Work required: Tally the lines in the material below that contain the word "front". Reply with the number alone.

Items listed in a dataset:
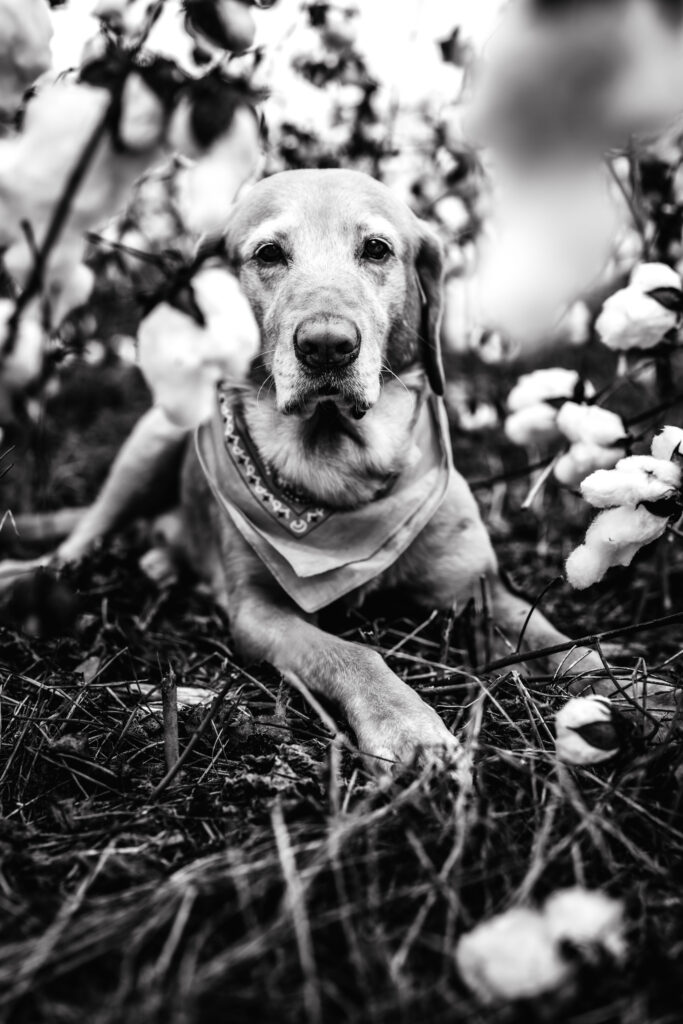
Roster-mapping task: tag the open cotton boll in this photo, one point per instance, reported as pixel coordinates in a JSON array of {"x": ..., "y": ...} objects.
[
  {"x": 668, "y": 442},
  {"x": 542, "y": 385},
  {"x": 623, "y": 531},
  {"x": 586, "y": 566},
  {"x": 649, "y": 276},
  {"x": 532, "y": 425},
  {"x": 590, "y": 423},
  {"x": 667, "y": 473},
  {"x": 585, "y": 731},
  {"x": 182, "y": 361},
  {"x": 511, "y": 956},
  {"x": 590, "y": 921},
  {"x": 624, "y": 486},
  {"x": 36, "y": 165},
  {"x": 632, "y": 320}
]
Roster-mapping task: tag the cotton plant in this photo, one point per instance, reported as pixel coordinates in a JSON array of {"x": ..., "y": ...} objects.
...
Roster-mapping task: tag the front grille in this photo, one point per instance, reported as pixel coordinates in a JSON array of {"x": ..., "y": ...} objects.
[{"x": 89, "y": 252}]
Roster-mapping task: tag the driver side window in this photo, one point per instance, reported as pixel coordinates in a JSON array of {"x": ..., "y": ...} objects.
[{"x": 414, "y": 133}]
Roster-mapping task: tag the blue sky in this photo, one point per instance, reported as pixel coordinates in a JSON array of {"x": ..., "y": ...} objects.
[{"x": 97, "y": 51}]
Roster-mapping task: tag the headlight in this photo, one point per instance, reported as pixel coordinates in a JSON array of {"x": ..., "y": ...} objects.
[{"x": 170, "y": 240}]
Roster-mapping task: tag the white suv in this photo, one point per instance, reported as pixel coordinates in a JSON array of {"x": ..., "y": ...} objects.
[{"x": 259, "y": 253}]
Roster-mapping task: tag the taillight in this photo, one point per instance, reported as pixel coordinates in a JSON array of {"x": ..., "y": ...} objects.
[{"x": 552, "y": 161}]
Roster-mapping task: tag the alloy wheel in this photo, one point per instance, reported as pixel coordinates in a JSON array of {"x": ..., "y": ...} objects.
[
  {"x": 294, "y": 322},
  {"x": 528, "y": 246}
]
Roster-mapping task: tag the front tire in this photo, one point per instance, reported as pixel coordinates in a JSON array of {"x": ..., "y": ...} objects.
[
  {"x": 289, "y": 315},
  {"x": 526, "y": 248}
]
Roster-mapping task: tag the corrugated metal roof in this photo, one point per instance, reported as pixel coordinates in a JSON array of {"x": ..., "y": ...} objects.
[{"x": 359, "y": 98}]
* * *
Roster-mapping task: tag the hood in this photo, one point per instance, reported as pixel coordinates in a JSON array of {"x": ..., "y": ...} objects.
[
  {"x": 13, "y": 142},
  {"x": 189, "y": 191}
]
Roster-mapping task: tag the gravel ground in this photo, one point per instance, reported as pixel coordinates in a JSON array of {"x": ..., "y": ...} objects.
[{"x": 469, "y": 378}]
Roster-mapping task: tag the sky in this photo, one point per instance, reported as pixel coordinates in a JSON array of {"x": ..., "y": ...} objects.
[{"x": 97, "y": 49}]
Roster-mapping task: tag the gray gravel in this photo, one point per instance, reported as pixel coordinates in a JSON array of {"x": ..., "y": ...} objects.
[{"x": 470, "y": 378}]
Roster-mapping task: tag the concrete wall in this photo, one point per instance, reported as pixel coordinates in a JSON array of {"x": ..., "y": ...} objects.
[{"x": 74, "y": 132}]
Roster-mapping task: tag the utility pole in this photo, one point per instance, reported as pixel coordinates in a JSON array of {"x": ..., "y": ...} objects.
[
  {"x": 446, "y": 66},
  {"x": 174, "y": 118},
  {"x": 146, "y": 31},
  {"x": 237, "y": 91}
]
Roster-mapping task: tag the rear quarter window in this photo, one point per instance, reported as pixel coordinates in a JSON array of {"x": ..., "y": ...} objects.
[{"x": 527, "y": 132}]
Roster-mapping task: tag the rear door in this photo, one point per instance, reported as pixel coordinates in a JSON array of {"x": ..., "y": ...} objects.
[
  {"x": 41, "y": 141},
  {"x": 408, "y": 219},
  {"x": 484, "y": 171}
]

Completed exercise: 2